In [11]:
import pandas as pd
import numpy as np
from sklearn import metrics
import torch
from torch.utils.data import Dataset, DataLoader, RandomSampler, SequentialSampler
import transformers
from transformers import (AutoModelForSequenceClassification, AutoTokenizer, 
                          Trainer, TrainingArguments)
import time
import torch.nn as nn
import torch.nn.functional as F
from sklearn.metrics import f1_score, roc_auc_score, accuracy_score
from torch.nn.utils import prune

In [12]:
# # Setting up the device for GPU usage
from torch import cuda
device = 'cuda' if cuda.is_available() else 'cpu'
print("Using device:", device)

Using device: cuda


### Preporcess Data and Define Metrics

In [13]:
from datasets import load_dataset

dataset = load_dataset("sem_eval_2018_task_1", "subtask5.english")

**EXERCISES:**
a - Rewrite the block of the notebook excerpt that begins "In [11]:" as a bulleted list of what it imports, keeping every module, name, and alias.
b - Echo the lines of the records exactly, starting at the first line of the records and ending at the line that contains "POLYGON ((185 42, 165".
The notebook excerpt and the records are unrelated pieces of material.

**EXERCISE DATA:**
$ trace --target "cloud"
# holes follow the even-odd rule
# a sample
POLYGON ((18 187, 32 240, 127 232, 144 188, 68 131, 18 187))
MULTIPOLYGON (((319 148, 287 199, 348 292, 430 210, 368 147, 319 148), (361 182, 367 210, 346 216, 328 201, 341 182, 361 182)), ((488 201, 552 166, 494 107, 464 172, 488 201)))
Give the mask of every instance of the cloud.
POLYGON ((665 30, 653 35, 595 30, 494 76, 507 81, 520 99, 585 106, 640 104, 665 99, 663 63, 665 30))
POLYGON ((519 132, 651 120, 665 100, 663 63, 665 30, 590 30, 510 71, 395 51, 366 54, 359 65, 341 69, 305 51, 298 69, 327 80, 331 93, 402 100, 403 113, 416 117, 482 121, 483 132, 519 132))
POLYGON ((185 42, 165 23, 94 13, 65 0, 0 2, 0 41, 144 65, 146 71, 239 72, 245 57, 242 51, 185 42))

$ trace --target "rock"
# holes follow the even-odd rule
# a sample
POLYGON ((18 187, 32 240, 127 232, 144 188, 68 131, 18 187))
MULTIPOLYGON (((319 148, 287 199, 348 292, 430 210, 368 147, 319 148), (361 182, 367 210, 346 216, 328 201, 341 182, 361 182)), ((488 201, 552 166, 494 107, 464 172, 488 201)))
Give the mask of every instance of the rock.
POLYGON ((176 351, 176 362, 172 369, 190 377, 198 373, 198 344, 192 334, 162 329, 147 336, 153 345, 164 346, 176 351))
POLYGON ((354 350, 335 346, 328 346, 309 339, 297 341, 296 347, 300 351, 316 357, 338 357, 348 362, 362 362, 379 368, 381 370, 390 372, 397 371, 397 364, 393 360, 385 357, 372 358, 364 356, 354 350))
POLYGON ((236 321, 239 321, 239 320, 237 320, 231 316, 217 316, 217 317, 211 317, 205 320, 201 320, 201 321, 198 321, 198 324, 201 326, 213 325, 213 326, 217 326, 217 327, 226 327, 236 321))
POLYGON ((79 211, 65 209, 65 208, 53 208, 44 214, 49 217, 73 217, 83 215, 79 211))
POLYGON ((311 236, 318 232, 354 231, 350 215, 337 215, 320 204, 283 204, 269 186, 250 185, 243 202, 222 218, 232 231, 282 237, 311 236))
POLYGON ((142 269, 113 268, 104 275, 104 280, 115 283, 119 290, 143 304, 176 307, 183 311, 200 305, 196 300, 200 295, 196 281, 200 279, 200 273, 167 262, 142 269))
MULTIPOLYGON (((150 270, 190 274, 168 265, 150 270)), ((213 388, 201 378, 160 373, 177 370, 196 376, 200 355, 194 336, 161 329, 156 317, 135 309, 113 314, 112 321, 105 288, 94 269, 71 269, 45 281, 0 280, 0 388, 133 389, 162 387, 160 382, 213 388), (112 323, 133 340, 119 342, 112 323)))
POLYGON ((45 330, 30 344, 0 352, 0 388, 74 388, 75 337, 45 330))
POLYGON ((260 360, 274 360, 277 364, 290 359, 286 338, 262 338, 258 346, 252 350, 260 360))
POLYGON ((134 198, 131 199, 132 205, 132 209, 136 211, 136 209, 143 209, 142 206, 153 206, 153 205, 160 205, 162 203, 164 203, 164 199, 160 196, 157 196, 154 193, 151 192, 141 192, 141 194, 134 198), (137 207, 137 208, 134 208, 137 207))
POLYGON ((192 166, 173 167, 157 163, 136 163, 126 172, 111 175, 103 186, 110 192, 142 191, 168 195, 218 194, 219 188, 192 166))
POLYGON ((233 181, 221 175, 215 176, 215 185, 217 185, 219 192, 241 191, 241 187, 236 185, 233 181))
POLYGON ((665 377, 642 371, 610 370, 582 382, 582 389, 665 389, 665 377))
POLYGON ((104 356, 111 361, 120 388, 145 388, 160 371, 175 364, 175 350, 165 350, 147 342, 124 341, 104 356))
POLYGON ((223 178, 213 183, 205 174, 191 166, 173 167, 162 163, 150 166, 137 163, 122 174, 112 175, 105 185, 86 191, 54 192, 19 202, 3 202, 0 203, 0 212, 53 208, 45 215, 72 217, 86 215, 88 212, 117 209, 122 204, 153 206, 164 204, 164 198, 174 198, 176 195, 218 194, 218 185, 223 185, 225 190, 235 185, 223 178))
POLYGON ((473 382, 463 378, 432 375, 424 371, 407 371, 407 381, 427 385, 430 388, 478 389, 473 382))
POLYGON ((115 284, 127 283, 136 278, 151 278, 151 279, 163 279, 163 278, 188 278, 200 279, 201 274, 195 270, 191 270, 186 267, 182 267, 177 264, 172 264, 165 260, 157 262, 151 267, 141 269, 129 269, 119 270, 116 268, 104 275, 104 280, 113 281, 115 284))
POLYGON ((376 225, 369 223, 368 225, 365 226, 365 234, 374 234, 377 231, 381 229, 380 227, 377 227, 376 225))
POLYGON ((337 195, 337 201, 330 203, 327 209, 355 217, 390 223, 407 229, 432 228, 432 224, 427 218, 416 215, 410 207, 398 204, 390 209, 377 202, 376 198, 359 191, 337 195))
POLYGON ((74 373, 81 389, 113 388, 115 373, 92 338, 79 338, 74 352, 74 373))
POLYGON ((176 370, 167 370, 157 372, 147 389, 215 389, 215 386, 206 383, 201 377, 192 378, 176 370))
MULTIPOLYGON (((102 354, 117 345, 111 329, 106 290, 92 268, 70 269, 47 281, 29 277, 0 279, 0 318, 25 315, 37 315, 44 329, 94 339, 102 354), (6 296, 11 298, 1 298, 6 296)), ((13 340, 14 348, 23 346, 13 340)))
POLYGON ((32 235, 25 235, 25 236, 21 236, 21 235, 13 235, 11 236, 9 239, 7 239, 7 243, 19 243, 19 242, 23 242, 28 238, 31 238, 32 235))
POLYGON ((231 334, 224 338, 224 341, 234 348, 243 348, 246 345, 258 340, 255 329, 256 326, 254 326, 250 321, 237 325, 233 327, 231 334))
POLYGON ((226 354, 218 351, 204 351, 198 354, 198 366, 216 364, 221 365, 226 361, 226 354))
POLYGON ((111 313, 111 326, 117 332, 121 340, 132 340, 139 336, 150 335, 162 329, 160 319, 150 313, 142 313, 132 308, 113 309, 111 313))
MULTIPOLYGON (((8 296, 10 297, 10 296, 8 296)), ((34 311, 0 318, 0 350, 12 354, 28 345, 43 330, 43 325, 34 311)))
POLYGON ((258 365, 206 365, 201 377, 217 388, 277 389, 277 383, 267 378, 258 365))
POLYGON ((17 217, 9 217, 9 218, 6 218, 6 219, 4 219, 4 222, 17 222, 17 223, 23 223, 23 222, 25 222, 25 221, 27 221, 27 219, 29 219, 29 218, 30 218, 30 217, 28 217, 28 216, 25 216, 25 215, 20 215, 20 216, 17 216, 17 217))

**TASK SOLUTIONS:**
a -
- pandas, as pd
- numpy, as np
- metrics, from sklearn
- torch
- Dataset, DataLoader, RandomSampler, and SequentialSampler, from torch.utils.data
- transformers
- AutoModelForSequenceClassification, AutoTokenizer, Trainer, and TrainingArguments, from transformers
- time
- torch.nn, as nn
- torch.nn.functional, as F
- f1_score, roc_auc_score, and accuracy_score, from sklearn.metrics
- prune, from torch.nn.utils

b -
$ trace --target "cloud"
# holes follow the even-odd rule
# a sample
POLYGON ((18 187, 32 240, 127 232, 144 188, 68 131, 18 187))
MULTIPOLYGON (((319 148, 287 199, 348 292, 430 210, 368 147, 319 148), (361 182, 367 210, 346 216, 328 201, 341 182, 361 182)), ((488 201, 552 166, 494 107, 464 172, 488 201)))
Give the mask of every instance of the cloud.
POLYGON ((665 30, 653 35, 595 30, 494 76, 507 81, 520 99, 585 106, 640 104, 665 99, 663 63, 665 30))
POLYGON ((519 132, 651 120, 665 100, 663 63, 665 30, 590 30, 510 71, 395 51, 366 54, 359 65, 341 69, 305 51, 298 69, 327 80, 331 93, 402 100, 403 113, 416 117, 482 121, 483 132, 519 132))
POLYGON ((185 42, 165 23, 94 13, 65 0, 0 2, 0 41, 144 65, 146 71, 239 72, 245 57, 242 51, 185 42))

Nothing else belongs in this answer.